Prompt: What's required is a verbatim printout of all the data.

Supplied material:
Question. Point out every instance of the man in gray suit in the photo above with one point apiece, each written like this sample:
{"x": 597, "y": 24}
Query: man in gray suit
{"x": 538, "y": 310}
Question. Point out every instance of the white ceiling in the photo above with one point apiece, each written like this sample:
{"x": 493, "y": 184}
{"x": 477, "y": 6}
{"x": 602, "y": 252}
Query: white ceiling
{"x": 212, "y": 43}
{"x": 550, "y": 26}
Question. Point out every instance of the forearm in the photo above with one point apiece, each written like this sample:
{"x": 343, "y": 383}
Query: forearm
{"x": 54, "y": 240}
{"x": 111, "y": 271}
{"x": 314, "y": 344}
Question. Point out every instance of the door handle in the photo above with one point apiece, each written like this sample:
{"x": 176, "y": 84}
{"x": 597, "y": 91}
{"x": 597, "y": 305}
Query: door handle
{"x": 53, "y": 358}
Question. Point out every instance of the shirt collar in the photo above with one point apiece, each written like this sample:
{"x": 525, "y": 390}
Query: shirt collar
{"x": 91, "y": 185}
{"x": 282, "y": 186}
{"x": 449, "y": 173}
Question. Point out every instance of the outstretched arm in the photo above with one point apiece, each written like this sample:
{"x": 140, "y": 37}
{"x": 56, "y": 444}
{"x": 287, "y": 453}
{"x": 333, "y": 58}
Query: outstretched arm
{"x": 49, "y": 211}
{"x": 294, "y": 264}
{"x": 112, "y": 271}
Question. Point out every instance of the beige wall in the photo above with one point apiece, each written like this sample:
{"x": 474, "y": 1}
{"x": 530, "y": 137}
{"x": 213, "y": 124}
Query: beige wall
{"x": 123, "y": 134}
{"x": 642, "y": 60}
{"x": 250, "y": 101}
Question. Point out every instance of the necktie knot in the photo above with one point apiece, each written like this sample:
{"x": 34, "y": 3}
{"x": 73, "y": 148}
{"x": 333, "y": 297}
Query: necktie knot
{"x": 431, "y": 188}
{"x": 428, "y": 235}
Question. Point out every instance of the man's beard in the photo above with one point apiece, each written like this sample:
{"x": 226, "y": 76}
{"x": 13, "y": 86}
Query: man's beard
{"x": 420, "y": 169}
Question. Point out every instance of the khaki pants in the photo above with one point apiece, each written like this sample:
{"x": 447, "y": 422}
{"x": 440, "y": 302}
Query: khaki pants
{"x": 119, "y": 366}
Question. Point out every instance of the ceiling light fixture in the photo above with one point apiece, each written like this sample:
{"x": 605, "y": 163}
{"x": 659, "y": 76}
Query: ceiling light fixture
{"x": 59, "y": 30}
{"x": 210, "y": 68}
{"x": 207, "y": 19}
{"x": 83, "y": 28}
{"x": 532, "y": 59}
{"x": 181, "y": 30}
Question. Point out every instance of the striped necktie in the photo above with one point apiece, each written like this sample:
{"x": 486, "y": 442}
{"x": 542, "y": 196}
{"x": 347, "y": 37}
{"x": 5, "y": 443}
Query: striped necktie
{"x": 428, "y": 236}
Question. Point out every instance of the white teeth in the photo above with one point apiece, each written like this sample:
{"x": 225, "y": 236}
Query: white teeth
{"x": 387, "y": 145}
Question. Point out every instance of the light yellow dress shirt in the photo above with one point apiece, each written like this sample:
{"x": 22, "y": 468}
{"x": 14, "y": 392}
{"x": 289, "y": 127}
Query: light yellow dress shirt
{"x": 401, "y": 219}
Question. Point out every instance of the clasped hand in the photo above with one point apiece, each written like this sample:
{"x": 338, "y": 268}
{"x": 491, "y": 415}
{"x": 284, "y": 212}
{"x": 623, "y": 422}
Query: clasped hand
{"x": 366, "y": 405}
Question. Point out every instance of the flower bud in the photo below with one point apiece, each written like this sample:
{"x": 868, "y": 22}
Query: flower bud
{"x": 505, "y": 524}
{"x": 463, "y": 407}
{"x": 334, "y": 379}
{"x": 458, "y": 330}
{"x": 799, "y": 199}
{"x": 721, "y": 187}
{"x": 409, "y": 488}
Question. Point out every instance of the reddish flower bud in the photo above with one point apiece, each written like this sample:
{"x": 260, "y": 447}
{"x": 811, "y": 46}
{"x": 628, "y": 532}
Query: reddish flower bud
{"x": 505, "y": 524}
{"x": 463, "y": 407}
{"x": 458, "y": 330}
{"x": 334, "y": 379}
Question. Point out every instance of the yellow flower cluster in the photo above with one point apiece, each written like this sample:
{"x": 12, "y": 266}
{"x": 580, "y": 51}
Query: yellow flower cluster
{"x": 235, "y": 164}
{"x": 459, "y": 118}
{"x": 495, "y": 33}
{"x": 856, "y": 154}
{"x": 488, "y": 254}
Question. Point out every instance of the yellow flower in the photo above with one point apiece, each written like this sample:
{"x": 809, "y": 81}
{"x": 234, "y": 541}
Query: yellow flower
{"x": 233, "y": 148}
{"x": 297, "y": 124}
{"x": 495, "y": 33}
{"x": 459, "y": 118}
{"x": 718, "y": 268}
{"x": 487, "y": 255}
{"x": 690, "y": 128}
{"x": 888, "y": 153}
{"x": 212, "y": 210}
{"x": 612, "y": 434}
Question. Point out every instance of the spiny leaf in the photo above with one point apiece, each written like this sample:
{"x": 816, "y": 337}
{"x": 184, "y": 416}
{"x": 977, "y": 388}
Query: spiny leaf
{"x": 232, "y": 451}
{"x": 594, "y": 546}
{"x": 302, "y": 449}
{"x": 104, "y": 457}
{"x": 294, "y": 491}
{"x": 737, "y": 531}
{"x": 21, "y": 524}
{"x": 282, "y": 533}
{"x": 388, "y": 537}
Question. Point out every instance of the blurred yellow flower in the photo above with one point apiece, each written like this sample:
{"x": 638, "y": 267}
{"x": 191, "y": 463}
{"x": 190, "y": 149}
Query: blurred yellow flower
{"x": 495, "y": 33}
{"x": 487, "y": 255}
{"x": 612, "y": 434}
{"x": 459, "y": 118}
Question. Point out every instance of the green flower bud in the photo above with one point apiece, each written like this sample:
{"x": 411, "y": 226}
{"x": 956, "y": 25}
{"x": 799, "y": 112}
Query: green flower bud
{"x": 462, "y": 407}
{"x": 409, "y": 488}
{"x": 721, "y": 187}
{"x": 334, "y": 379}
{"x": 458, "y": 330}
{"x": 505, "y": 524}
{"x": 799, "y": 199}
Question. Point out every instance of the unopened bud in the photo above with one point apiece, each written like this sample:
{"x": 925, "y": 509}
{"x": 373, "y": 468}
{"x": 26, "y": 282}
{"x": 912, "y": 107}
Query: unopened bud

Written solution:
Question. Point out every instance of the man in gray suit in the photo above with one point apiece, each written like this sample:
{"x": 597, "y": 24}
Query: man in gray suit
{"x": 538, "y": 310}
Question. Point out every instance of the white ceiling in the photo above with one point apiece, each written like this sample:
{"x": 493, "y": 184}
{"x": 477, "y": 6}
{"x": 602, "y": 252}
Query: white ceiling
{"x": 212, "y": 43}
{"x": 550, "y": 26}
Question. Point out every instance of the forearm in the photo above with one point apiece, each written like this sample:
{"x": 343, "y": 383}
Query: forearm
{"x": 54, "y": 240}
{"x": 111, "y": 271}
{"x": 314, "y": 344}
Question. Point out every instance of the door handle in the photo above with one point apiece, each written like this sample:
{"x": 176, "y": 84}
{"x": 597, "y": 91}
{"x": 597, "y": 305}
Query: door handle
{"x": 53, "y": 358}
Question. Point out every instance of the shirt collar in the photo above with one point apiece, each written like this sample:
{"x": 525, "y": 390}
Query: shirt collar
{"x": 91, "y": 185}
{"x": 282, "y": 186}
{"x": 449, "y": 173}
Question. Point out every instance of the outstretched arm in the photo above with one point apiece, each written like this sample:
{"x": 140, "y": 37}
{"x": 56, "y": 444}
{"x": 287, "y": 453}
{"x": 333, "y": 58}
Query: outstretched arm
{"x": 49, "y": 211}
{"x": 294, "y": 264}
{"x": 112, "y": 271}
Question. Point out every instance of the beige wall in the photo above with one point apiece, each written like this sample:
{"x": 474, "y": 1}
{"x": 530, "y": 137}
{"x": 213, "y": 124}
Query: beige wall
{"x": 123, "y": 134}
{"x": 642, "y": 60}
{"x": 250, "y": 101}
Question. Point out every instance of the necktie knot in the photo above with one point apiece, each written like this sample:
{"x": 34, "y": 3}
{"x": 73, "y": 148}
{"x": 333, "y": 297}
Query: necktie knot
{"x": 431, "y": 188}
{"x": 428, "y": 235}
Question. Point out every instance of the man's beard in the photo above with one point apiece, each written like this sample:
{"x": 226, "y": 76}
{"x": 13, "y": 86}
Query: man's beard
{"x": 420, "y": 169}
Question. Point out every instance of the khaki pants in the photo above with one point apiece, each written like this sample:
{"x": 447, "y": 422}
{"x": 440, "y": 302}
Query: khaki pants
{"x": 119, "y": 366}
Question. Point out every instance of the ceiling light fixture in the photo above with one point apiece, each written like this sample:
{"x": 605, "y": 163}
{"x": 659, "y": 76}
Query: ceiling light fixture
{"x": 59, "y": 30}
{"x": 210, "y": 68}
{"x": 207, "y": 19}
{"x": 83, "y": 28}
{"x": 532, "y": 59}
{"x": 181, "y": 30}
Question. Point out every instance of the striped necktie in the photo above with one point apiece, each written like this sample:
{"x": 486, "y": 442}
{"x": 542, "y": 196}
{"x": 347, "y": 37}
{"x": 5, "y": 443}
Query: striped necktie
{"x": 428, "y": 236}
Question. Point out every instance of the white teeth in the photo above with one point apiece, each written like this sample:
{"x": 225, "y": 236}
Query: white teeth
{"x": 387, "y": 145}
Question. Point out every instance of the light yellow dress shirt in the photo above with one point apiece, each written like this sample:
{"x": 22, "y": 468}
{"x": 14, "y": 392}
{"x": 289, "y": 127}
Query: light yellow dress shirt
{"x": 401, "y": 219}
Question. Point out every instance of the clasped hand in the photo above with one point apiece, each written like this sample:
{"x": 338, "y": 268}
{"x": 491, "y": 415}
{"x": 284, "y": 212}
{"x": 623, "y": 422}
Query: clasped hand
{"x": 366, "y": 405}
Question. Point out every instance of the flower bud in the photo below with one point apiece, each written like this sample:
{"x": 868, "y": 22}
Query: flower bud
{"x": 505, "y": 524}
{"x": 463, "y": 407}
{"x": 334, "y": 379}
{"x": 458, "y": 330}
{"x": 799, "y": 199}
{"x": 721, "y": 187}
{"x": 409, "y": 488}
Question. Point out every instance of the reddish flower bud in the photo above with one point apiece, each written like this sample:
{"x": 260, "y": 447}
{"x": 811, "y": 46}
{"x": 628, "y": 532}
Query: reddish flower bud
{"x": 505, "y": 524}
{"x": 463, "y": 407}
{"x": 458, "y": 330}
{"x": 334, "y": 379}
Question. Point out every instance of the yellow flower cluster in the photo above with one point apiece, each written like this sample:
{"x": 12, "y": 266}
{"x": 580, "y": 51}
Query: yellow flower cluster
{"x": 235, "y": 164}
{"x": 459, "y": 118}
{"x": 495, "y": 33}
{"x": 856, "y": 154}
{"x": 488, "y": 254}
Question. Point out every instance of the yellow flower in the photo above with one point apiece, each written like this sample:
{"x": 809, "y": 81}
{"x": 234, "y": 541}
Query: yellow flower
{"x": 233, "y": 148}
{"x": 297, "y": 124}
{"x": 495, "y": 33}
{"x": 459, "y": 118}
{"x": 718, "y": 268}
{"x": 487, "y": 255}
{"x": 690, "y": 128}
{"x": 888, "y": 153}
{"x": 212, "y": 210}
{"x": 612, "y": 434}
Question. Point out every instance of the spiny leaf in the photo above with one point apiece, each written like this sample:
{"x": 816, "y": 337}
{"x": 184, "y": 416}
{"x": 977, "y": 388}
Query: spiny leaf
{"x": 232, "y": 451}
{"x": 594, "y": 546}
{"x": 302, "y": 449}
{"x": 104, "y": 457}
{"x": 294, "y": 491}
{"x": 737, "y": 531}
{"x": 21, "y": 524}
{"x": 282, "y": 533}
{"x": 388, "y": 537}
Question. Point out every instance of the blurred yellow flower in the photo above with one point apiece, each written like this sample:
{"x": 638, "y": 267}
{"x": 191, "y": 463}
{"x": 190, "y": 149}
Query: blurred yellow flower
{"x": 495, "y": 33}
{"x": 487, "y": 255}
{"x": 612, "y": 434}
{"x": 459, "y": 118}
Question. Point out every instance of the green flower bud in the photo above with one point apiece, each written like this sample:
{"x": 411, "y": 226}
{"x": 956, "y": 25}
{"x": 799, "y": 112}
Query: green flower bud
{"x": 462, "y": 407}
{"x": 409, "y": 488}
{"x": 721, "y": 187}
{"x": 334, "y": 379}
{"x": 458, "y": 330}
{"x": 505, "y": 524}
{"x": 799, "y": 199}
Question. Point out every instance of the unopened bud in the photo above with one point apiece, each written like this sample:
{"x": 925, "y": 509}
{"x": 373, "y": 468}
{"x": 26, "y": 282}
{"x": 912, "y": 107}
Query: unopened bud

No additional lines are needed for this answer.